(Entries drawn from a collection)
################
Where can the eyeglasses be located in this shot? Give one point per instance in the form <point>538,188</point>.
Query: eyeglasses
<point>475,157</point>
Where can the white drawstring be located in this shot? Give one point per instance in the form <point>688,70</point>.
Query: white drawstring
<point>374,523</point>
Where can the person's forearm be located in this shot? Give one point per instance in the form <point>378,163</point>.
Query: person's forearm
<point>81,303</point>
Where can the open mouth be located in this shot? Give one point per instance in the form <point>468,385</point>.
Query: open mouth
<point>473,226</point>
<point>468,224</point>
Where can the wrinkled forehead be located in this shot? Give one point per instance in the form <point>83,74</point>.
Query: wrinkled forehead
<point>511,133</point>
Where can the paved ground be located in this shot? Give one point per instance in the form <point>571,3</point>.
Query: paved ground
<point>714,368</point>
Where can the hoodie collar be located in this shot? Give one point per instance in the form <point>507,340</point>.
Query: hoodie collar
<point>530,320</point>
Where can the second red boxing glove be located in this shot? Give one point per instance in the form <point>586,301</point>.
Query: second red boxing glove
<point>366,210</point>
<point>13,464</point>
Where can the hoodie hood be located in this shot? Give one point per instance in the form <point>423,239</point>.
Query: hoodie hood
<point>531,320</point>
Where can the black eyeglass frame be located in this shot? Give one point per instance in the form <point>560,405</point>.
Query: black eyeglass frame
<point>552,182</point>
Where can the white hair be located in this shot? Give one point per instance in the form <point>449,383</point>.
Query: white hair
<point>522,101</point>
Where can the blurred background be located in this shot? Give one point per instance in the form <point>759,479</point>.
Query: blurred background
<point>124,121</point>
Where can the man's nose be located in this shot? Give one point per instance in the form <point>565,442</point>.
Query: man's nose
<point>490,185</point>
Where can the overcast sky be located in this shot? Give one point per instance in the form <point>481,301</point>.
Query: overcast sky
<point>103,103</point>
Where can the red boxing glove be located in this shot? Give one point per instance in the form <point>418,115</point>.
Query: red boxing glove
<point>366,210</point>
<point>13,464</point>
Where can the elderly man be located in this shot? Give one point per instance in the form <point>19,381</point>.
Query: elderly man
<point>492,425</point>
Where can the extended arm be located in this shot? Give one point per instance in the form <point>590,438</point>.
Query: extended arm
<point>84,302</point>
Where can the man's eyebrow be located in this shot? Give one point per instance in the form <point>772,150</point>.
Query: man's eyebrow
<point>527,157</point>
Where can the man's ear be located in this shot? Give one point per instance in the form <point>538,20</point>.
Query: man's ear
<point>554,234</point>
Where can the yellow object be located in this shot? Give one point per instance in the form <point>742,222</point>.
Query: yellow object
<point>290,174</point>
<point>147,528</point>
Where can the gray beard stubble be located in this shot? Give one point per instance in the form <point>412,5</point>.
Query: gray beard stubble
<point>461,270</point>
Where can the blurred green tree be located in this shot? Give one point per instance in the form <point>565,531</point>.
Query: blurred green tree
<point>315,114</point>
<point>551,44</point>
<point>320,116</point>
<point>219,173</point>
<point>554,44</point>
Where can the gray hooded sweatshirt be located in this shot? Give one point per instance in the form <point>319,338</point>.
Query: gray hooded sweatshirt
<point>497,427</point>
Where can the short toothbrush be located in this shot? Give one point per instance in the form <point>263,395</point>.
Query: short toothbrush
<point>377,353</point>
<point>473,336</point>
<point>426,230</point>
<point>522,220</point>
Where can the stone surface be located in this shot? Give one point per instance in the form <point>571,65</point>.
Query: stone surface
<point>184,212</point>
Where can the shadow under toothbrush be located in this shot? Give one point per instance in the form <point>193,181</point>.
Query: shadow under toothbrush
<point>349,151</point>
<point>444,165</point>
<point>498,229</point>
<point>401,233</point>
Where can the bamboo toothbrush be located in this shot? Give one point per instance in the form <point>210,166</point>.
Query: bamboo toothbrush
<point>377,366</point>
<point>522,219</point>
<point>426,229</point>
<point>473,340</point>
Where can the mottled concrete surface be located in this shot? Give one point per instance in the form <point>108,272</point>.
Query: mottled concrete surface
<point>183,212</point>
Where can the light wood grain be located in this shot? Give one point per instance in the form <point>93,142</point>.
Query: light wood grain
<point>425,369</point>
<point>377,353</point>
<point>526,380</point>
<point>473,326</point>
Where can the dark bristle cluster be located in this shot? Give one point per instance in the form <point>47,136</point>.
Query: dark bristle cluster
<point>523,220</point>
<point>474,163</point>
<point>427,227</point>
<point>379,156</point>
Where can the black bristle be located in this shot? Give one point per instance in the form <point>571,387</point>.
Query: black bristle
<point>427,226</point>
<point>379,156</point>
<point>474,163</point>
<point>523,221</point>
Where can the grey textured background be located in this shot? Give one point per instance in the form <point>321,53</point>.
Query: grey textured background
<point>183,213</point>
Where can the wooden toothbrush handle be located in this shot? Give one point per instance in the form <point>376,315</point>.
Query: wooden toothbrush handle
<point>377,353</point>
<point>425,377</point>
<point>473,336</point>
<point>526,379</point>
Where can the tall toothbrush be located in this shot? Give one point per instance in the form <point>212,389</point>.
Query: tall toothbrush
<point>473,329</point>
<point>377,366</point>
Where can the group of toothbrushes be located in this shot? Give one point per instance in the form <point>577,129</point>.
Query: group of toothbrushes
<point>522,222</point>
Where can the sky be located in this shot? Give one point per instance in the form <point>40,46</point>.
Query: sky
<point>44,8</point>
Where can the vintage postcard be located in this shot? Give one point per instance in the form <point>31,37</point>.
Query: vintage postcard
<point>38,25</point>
################
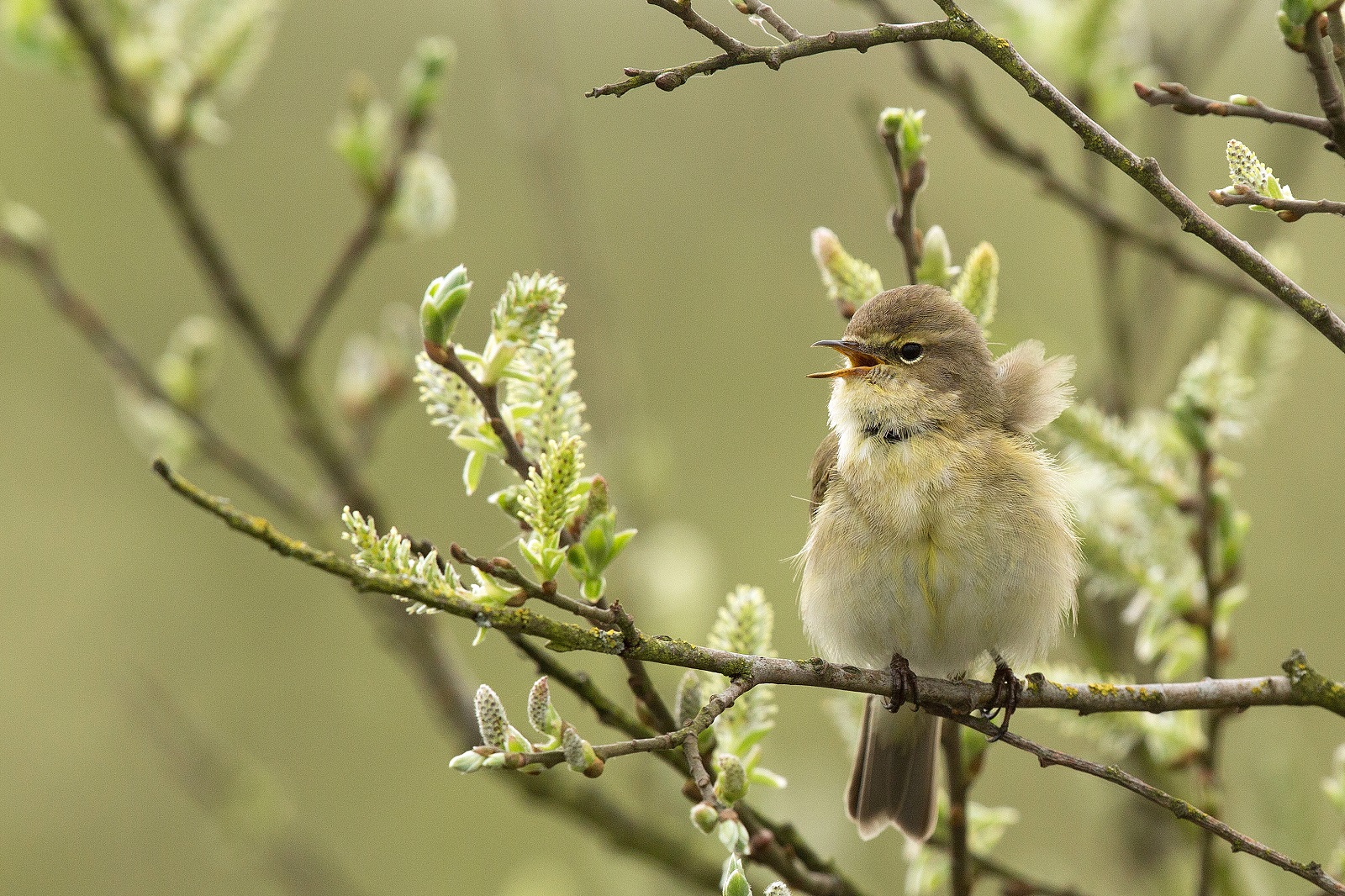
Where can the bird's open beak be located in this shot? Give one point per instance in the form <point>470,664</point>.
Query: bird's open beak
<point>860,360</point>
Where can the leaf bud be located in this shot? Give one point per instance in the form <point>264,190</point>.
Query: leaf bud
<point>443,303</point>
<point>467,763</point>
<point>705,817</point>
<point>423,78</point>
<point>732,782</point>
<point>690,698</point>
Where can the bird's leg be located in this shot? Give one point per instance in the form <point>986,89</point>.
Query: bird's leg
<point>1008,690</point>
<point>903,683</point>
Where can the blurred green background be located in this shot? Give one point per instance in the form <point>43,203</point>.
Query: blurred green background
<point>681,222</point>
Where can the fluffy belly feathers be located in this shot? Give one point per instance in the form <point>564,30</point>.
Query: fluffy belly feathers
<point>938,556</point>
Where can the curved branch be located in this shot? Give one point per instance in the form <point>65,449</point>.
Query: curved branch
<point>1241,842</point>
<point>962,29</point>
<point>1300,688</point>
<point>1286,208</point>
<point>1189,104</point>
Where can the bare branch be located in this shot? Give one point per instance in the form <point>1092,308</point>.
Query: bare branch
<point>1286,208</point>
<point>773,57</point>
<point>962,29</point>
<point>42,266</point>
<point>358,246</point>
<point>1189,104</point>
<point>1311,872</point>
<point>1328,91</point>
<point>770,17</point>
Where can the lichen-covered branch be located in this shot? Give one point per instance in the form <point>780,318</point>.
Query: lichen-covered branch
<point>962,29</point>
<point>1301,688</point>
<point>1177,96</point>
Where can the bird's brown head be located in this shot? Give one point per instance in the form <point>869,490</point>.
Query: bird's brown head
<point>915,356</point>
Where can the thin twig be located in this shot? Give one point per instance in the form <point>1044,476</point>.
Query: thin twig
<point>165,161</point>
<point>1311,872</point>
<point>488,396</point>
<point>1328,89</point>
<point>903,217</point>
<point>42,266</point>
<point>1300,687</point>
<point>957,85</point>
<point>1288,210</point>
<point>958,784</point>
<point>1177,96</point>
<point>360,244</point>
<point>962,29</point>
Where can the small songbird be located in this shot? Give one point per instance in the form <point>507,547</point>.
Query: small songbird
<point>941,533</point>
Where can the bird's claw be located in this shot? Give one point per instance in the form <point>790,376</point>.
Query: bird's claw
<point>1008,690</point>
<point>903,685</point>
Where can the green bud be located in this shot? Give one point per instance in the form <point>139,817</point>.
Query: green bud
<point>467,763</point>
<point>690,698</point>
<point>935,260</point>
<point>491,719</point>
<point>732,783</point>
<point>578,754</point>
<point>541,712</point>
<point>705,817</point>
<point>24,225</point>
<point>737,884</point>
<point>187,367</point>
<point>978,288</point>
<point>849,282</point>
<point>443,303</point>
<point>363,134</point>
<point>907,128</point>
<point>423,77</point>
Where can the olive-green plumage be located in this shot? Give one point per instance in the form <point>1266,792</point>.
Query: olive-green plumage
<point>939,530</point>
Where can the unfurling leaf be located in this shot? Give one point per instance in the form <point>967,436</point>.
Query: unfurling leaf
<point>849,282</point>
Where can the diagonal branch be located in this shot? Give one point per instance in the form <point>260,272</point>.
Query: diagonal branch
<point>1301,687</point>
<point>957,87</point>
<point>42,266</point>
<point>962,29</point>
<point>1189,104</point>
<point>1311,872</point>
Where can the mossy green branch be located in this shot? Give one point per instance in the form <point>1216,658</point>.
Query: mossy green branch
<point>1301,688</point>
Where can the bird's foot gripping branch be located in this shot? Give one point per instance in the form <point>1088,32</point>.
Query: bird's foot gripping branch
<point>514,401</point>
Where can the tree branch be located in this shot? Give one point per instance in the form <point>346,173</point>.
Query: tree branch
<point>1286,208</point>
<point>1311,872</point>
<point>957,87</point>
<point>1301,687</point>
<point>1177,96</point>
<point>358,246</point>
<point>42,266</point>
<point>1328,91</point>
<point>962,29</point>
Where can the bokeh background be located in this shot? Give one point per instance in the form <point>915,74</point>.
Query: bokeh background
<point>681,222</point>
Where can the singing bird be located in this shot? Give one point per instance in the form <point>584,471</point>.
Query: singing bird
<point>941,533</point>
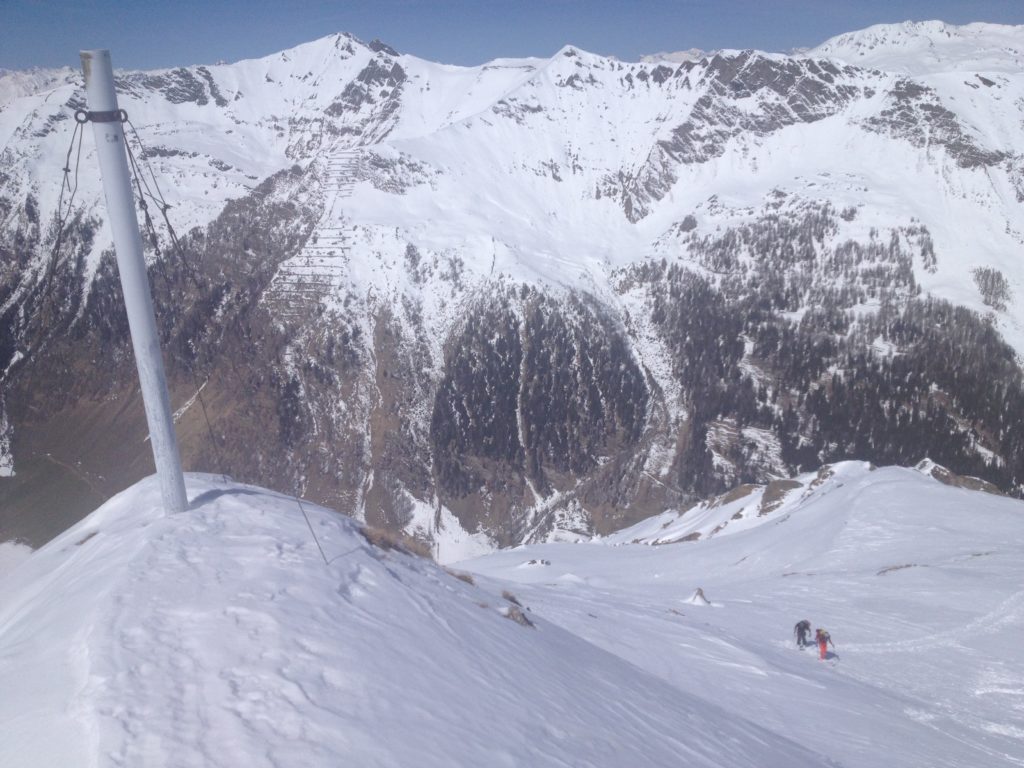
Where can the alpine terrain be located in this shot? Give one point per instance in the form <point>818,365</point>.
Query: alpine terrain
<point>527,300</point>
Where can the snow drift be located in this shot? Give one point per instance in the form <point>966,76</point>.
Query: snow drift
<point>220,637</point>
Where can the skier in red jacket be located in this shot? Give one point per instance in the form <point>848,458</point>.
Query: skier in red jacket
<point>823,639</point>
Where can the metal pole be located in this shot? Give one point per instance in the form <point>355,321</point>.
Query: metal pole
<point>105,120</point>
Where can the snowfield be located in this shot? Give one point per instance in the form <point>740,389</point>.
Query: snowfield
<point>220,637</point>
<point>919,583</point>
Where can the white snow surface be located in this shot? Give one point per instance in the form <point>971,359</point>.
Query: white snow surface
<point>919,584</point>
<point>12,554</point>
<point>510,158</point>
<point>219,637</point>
################
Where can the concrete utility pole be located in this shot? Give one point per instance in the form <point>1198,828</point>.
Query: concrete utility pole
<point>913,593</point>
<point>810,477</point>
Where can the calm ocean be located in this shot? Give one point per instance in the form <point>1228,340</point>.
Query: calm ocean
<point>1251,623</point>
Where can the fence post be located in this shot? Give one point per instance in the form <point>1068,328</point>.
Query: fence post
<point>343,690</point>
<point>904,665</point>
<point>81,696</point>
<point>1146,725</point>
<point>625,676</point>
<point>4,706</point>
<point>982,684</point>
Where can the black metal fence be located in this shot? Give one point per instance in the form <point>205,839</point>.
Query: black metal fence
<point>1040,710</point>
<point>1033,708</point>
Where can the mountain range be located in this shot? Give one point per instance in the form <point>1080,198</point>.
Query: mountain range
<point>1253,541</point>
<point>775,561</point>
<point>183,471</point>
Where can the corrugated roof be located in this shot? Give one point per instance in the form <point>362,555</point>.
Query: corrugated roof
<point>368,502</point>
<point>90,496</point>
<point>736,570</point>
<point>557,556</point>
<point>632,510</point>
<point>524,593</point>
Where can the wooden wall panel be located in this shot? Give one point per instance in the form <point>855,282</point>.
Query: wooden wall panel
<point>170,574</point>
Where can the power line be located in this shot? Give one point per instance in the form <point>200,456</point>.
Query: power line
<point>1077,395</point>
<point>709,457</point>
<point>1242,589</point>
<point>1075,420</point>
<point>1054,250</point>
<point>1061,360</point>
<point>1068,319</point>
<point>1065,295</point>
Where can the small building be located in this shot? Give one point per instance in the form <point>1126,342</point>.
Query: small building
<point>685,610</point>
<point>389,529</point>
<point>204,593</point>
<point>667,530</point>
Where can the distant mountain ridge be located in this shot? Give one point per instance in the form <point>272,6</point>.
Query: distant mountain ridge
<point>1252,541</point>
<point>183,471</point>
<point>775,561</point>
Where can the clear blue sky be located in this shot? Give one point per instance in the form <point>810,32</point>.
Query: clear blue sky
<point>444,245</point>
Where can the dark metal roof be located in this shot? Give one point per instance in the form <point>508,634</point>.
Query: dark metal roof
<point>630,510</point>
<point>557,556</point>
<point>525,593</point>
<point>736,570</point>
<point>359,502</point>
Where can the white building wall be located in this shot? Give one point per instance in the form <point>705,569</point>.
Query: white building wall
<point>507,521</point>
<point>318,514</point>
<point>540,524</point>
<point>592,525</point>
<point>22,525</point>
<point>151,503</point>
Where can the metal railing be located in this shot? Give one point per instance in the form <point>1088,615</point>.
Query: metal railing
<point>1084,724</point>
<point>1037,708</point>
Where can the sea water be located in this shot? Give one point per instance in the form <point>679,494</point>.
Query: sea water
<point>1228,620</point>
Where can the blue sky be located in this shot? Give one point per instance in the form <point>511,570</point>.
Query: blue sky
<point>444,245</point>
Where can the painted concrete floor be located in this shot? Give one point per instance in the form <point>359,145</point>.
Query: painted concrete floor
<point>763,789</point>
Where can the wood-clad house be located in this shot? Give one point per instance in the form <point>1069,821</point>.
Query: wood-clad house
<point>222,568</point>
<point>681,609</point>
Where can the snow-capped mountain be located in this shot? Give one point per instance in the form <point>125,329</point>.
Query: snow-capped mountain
################
• What is being asked:
Copy the rows between the line holding "Where can the black eyeglass" and the line holding "<point>124,121</point>", inclusive, substituting "gray hair" for "white hair" and changing nothing else.

• Final result:
Where can the black eyeglass frame be located in this shot? Give one point per instance in the form <point>560,405</point>.
Query: black eyeglass frame
<point>552,182</point>
Where can the gray hair be located in this shot? Give one point per instance in the form <point>449,383</point>.
Query: gray hair
<point>522,101</point>
Where can the blurred background be located in this shot? Give one point per instance in the form <point>759,479</point>.
Query: blurred background
<point>124,121</point>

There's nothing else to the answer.